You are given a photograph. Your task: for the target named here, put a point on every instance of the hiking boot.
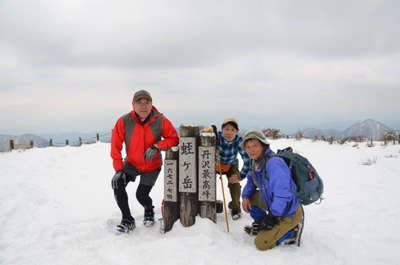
(236, 214)
(148, 219)
(292, 237)
(252, 229)
(126, 225)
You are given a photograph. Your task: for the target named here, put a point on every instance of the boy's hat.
(142, 94)
(254, 134)
(231, 121)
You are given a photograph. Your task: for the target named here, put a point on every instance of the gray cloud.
(283, 62)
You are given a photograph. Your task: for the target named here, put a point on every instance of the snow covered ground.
(55, 204)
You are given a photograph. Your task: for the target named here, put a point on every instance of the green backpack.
(309, 184)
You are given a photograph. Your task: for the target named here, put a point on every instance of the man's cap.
(142, 94)
(254, 134)
(231, 121)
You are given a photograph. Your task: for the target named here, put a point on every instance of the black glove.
(150, 152)
(215, 132)
(119, 175)
(268, 222)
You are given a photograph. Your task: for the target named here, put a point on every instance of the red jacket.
(142, 137)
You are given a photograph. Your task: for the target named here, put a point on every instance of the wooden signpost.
(190, 179)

▶ [Problem statement] Leave every picture out. Retype the remaining data exactly.

▶ [Answer space]
You are given a photograph. Your task: for the target named here, put a point on every instance of the hiking boot.
(236, 214)
(148, 219)
(292, 237)
(252, 229)
(126, 225)
You are given a photograph. Your task: for the target named here, put a point on every instance of the boy's hat.
(142, 94)
(254, 134)
(231, 121)
You are given a photograph. Your task: for the target named here, put a point on every instance of the gray cloud.
(283, 62)
You are given a photograph. Your task: for the target named here, put a point on every instance of the snow covered ground.
(55, 204)
You are given a photograph. Your task: for the target named here, put a point on every instance of the green backpack.
(309, 184)
You are given a photograph. Your task: for the target named here, put a point on every instance of the man's cap.
(142, 94)
(254, 134)
(231, 121)
You are given a photograph. Your task: for the target named here, put a point on every instance of the black glove.
(150, 152)
(215, 132)
(119, 175)
(268, 222)
You are given a photograph. Your task: for the target named here, put a point on every instance of the red jacket.
(142, 137)
You are given a photograph. Your task: for the target named here, put a point on every instance of the wooden signpost.
(190, 179)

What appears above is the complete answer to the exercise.